(Entries taken from a collection)
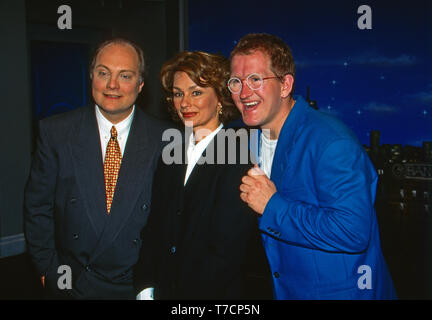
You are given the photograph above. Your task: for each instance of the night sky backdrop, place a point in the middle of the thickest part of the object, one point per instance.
(379, 79)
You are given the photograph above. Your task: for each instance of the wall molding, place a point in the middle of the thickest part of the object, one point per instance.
(12, 245)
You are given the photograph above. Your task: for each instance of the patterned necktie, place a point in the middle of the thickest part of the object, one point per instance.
(111, 166)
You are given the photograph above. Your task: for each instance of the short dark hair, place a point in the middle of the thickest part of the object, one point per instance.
(281, 58)
(122, 41)
(206, 70)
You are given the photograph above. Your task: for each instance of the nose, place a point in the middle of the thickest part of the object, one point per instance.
(245, 90)
(112, 83)
(185, 102)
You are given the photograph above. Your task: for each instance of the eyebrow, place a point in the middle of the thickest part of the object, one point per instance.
(104, 66)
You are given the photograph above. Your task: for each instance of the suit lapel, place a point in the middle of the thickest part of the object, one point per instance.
(286, 140)
(87, 161)
(193, 191)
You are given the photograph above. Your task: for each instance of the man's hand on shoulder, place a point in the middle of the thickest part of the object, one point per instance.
(257, 189)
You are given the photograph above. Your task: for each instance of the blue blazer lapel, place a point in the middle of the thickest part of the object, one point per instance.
(287, 138)
(88, 166)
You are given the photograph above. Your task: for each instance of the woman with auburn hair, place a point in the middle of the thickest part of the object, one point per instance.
(201, 241)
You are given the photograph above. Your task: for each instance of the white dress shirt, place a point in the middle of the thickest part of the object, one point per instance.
(123, 128)
(193, 154)
(195, 151)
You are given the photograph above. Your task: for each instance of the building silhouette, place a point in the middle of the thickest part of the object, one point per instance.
(404, 210)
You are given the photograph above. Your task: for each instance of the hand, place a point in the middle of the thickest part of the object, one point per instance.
(256, 189)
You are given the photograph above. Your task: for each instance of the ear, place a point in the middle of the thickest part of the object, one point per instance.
(287, 85)
(140, 86)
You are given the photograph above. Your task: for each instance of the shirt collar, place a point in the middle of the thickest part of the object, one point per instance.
(105, 125)
(206, 140)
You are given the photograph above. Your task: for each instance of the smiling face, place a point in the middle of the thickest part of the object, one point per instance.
(268, 106)
(195, 104)
(116, 81)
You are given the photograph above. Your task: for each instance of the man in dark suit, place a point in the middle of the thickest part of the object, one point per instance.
(89, 190)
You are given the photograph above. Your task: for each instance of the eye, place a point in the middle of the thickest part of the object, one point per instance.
(177, 94)
(126, 76)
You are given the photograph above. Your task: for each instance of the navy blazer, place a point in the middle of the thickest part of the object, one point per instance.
(320, 229)
(202, 241)
(65, 215)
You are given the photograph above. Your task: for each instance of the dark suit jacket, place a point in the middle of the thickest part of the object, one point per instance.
(202, 241)
(65, 207)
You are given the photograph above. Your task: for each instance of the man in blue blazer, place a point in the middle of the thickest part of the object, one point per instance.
(84, 246)
(315, 188)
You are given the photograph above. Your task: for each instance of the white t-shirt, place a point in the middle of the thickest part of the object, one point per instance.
(267, 151)
(123, 128)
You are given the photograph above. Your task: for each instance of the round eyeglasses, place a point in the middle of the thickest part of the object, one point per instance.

> [Work required]: Copy the entries exactly. Leave out the images.

> [Reply to the exercise]:
You are given the photograph above. Your task: for each instance of the night sky backdrop, place a point in the middle of the thickest part of the object, one point per instance.
(379, 79)
You are given the photograph above. Your task: for each instance of the wall molding, place a point in the middle of the thickest part of the object, one point per instance.
(12, 245)
You are given the photograph above. Your task: for each instance of the patterned necktie, place a point in the middle of the thickest part of the object, one point per instance.
(111, 166)
You are given the photograph above. Your task: for each instance of the short dark hair, place a point in the middle of the thickest part of the object, one point per instance.
(281, 58)
(122, 41)
(206, 70)
You are given the photograph above. Your task: for each instance of the nose, place a point in the middle of the thickest part of the object, one point per instance.
(245, 90)
(112, 83)
(185, 102)
You are given the photograph above. Your task: for each instance of the eyebrow, place a point in the middle of the thickest part of the object, one point per instance.
(104, 66)
You are given the photograph above. Your task: for each instance of the suit lapel, place a point in the middle of the thickest part of the object, one point per instance.
(286, 140)
(87, 161)
(193, 191)
You are given the photograph above. Your task: for each instance of the man's hand on shoulder, place a point in the middle of the thickest part of the object, one point per instance.
(257, 189)
You are given the photograph above. Your task: for each instance of the blue blazer lapel, place a point in the middle of the thickest part of the object, one point per instance.
(287, 138)
(88, 166)
You are given the photograph above. Your task: for each instance of the woman with auburn hair, place a point in the middle of the thickest part of the object, one point per instance.
(201, 241)
You are given the photograph above. Your task: for each instance of the white dress shirt, place a point in the middle of the thickest part of the object, one point per instance.
(123, 128)
(193, 154)
(195, 151)
You are given the photograph above. Your task: for each instance of the building silhouette, place a point in the middle of the thickest part of the object, one point per instance.
(404, 210)
You are given the photograph above. Your task: for each instance of the hand, place a point in the middle of the thickest part of the object, one point per instance.
(256, 189)
You are given the photograph above. Your task: for each instance of the ear, place a point in the middle of the thickest part of the object, one point per instance.
(287, 85)
(140, 86)
You are given the photograph above. Your task: for each instance of the shirt collar, place a point in the middle of the thickest part of the object, one point per instance.
(105, 125)
(206, 140)
You are given the photograph above. Your task: for each instance of the smiling face, place a point in the middle of the thickest part of the object, one point per instance.
(268, 106)
(195, 104)
(116, 81)
You are given the photograph above. Your task: for each instance of the man in dark suit, place a point in the middle of the thickest part of the object, one point per instance.
(89, 190)
You are given the photograph above. Your task: for each instance of the eye, place a point in the middle of the thickest part of the object, one point per instance.
(177, 94)
(126, 76)
You are given the photograph above. Your task: for each instance of the navy blazer, place a point in the middle of the thickest part of the object, one point per instance.
(320, 229)
(202, 241)
(65, 215)
You are given the photograph above. Your task: for each instance of the dark suit jacket, place a point in the middle of the thickest part of the object, one point per instance.
(202, 241)
(65, 207)
You are given the photograph above. Your task: for each instance of the man in blue blazer, place a point in the middle of the thickest part of the object, one point per instance.
(84, 246)
(315, 188)
You are given the photograph above. Your task: for each instance of the white t-shirt, place a point in the middle of the thickest part of the object, one point per instance.
(267, 151)
(123, 128)
You are given the photograph above. Your task: for each instance of the round eyeglasses, place a point in the middle of the thickest part of the object, one point per instance.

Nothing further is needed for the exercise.